**Document text:**
+===+

About

Shaden M. Tageldin is associate professor of cultural studies and comparative literature and Morse-Alumni Distinguished University Teaching Professor in the Department of Cultural Studies and Comparative Literature at the University of Minnesota. From 2014–2018, she was founding director of the African Studies Initiative, a Title VI African Studies National Resource Center funded by the U.S. Department of Education at the University of Minnesota, and from 2013–2015, director of graduate studies for the doctoral programs in Comparative Literature and in Comparative Studies in Discourse and Society as well as the interdepartmental graduate minor in Moving Image Studies. Tageldin is the recipient of a 2022–2023 Horace T. Morse–University of Minnesota Alumni Association Award for Outstanding Contributions to Undergraduate Education and a 2013–2014 Arthur “Red” Motley Exemplary Teaching Award from the College of Liberal Arts at the University of Minnesota.

Tageldin earned her PhD in comparative literature from the University of California, Berkeley. Her book, Disarming Words: Empire and the Seductions of Translation in Egypt (University of California Press, 2011), was awarded the Honorable Mention for the 2013 Harry Levin Prize of the American Comparative Literature Association (ACLA), and her essay “Secularizing Islam: Carlyle, al-Sibāʿī, and the Translations of ‘Religion’ in British Egypt,” PMLA 126.1 (2011), the Interdisciplinary Nineteenth-Century Studies (INCS) Essay Prize.  Tageldin’s latest publication, “Hugo, Translated: The Measures of Modernity in Muḥammad Rūḥī al-Khālidī’s Poetics of Comparative Literature,” appears in PMLA 138.3 (May 2023), in a special issue on Translation; another essay, “Tarjamah: Negative Translation,” is forthcoming in PMLA 139.1 (January 2024) in a Theories and Methodologies special feature titled “An Arabic Theoretical Lexicon.”  Her recent publications include “World Literature, World War: Revisiting Tayeb Salih’s Season of Migration to the North,” in Vol. 5a of A Companion to World Literature, ed. B. Venkat Mani and Ken Seigneurie (John Wiley & Sons, 2020); “Abū Shādī, Tagore, and the Problem of World Literature at the Hinge of Afroeurasia,” in Journal of World Literature 4.3 (2019); “Beyond Latinity, Can the Vernacular Speak?”, in Comparative Literature 70.2 (2018); “Untranslatability,” in Futures of Comparative Literature: ACLA State of the Discipline Report, ed. Ursula K. Heise et al. (Routledge, 2017; revised from this version, published online in 2014); and translations of the work of Ḥasan al-ʿAṭṭār and ʿAlī Mubārak, in the Modern Language Association (MLA) volume The Arab Renaissance: A Bilingual Anthology of the Nahda, ed. Tarek El-Ariss (2018).

+===+

**Records taken from a collection:**
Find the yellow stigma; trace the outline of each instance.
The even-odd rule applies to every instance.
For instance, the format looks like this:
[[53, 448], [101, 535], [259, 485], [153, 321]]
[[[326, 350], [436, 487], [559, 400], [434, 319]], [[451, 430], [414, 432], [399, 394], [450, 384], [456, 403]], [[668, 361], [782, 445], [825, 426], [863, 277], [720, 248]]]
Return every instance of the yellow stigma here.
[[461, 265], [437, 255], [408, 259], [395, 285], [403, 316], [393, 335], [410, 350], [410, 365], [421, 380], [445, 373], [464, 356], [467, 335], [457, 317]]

+===+

**Directives:**
1 - Please pull out every line of the records that contains the string "yellow", matching case exactly.
2 - Carry on the profile of Shaden M. Tageldin from the point where it stops.
These records are unrelated to the text above them.

**Replies:**
1 -
Find the yellow stigma; trace the outline of each instance.
Return every instance of the yellow stigma here.

2 -
Other essays include “Fénelon’s Gods, al-Ṭahṭāwī’s Jinn: Trans-Mediterranean Fictionalities,” in Philological Encounters 2.1–2 (2017; appeared online 2016), which won the honorable mention for the INCS Richard Stein Essay Prize and the Nineteenth-Century Studies Association Article Prize; “The Novel in Translation and Transition,” in Volume 11 of The Oxford History of the Novel in English: The Novel in Africa and the Caribbean since 1950, ed. Simon Gikandi (Oxford University Press, 2016); and “(Post)Colonial Translation,” in Teaching Translation: Programs, Courses, Pedagogies, ed. Lawrence Venuti (Routledge, 2016); “The Place of Africa, in Theory: Pan-Africanism, Postcolonialism, Beyond,” in the Journal of Historical Sociology (2014); “The Incestuous (Post)Colonial: Soueif’s Map of Love and the Second Birth of the Egyptian Novel in English,” in The Edinburgh Companion to the Arab Novel in English, ed. Nouri Gana (Edinburgh University Press, 2013); “Proxidistant Reading: Toward a Critical Pedagogy of the Nahḍah in U.S. Comparative Literary Studies,” in the Journal of Arabic Literature (2012); “Mahfouz’s Posts,” in Approaches to Teaching the Works of Naguib Mahfouz, ed. Waïl S. Hassan and Susan Muaddi Darraj (MLA, 2012); “The Returns of Theory,” in the International Journal of Middle East Studies (2011); and “One Comparative Literature? ‘Birth’ of a Discipline in French-Egyptian Translation, 1810–1834,” in Comparative Literature Studies (2010).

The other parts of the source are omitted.